--- DATA IN THIS EXERCISE Enclosed Below ---
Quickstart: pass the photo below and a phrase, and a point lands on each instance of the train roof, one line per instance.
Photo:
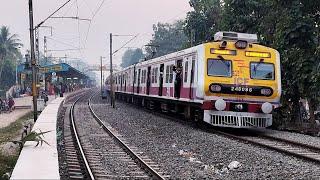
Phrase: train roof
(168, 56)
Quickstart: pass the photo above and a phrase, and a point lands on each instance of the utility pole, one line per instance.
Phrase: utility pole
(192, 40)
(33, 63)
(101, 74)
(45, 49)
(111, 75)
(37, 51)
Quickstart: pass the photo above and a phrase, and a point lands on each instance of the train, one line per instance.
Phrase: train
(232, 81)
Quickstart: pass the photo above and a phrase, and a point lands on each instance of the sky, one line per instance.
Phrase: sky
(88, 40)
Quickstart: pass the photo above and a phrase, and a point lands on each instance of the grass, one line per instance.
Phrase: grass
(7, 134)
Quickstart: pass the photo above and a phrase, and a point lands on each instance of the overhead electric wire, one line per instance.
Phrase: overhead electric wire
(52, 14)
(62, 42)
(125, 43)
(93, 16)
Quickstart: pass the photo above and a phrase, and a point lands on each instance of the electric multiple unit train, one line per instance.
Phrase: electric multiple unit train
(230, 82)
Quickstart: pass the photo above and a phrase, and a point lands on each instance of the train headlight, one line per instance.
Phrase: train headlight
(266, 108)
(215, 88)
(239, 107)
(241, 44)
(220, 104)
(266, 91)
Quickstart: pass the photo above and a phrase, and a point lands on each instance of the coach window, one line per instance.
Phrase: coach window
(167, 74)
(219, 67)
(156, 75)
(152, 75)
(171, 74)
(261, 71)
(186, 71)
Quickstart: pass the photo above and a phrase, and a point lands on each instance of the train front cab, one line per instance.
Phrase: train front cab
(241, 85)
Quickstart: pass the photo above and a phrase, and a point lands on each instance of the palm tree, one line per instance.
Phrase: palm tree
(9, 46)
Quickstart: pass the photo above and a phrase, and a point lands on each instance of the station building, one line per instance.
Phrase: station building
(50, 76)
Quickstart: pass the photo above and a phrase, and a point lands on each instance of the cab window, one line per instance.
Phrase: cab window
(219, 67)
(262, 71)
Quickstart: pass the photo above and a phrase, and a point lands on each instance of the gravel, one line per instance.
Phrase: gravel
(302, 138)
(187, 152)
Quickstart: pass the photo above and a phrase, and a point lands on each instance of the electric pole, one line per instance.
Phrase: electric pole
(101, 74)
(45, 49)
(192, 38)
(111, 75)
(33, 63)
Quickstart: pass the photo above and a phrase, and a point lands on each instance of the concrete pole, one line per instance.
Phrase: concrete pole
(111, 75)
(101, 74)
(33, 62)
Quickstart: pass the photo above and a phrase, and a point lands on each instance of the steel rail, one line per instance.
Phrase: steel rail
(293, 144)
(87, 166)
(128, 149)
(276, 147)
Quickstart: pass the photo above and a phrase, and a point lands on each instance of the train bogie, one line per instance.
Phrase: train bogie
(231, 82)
--- End of Enclosed DATA IN THIS EXERCISE ---
--- DATA IN THIS EXERCISE Enclosed Below ---
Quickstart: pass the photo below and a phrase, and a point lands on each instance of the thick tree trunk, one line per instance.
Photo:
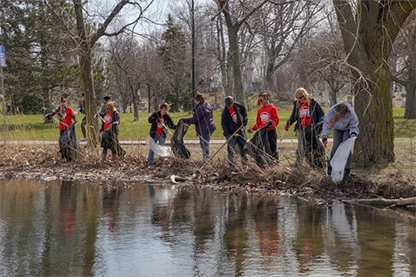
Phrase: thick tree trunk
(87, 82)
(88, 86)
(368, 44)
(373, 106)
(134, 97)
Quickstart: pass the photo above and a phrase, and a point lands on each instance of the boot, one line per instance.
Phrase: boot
--- End of Enclosed DATA IN THIS EXERCISE ---
▶ [WORK INSTRUCTION]
Give the number of lines in the entries that contain "boot", and add nothing.

▶ [YOUR RESPONSE]
2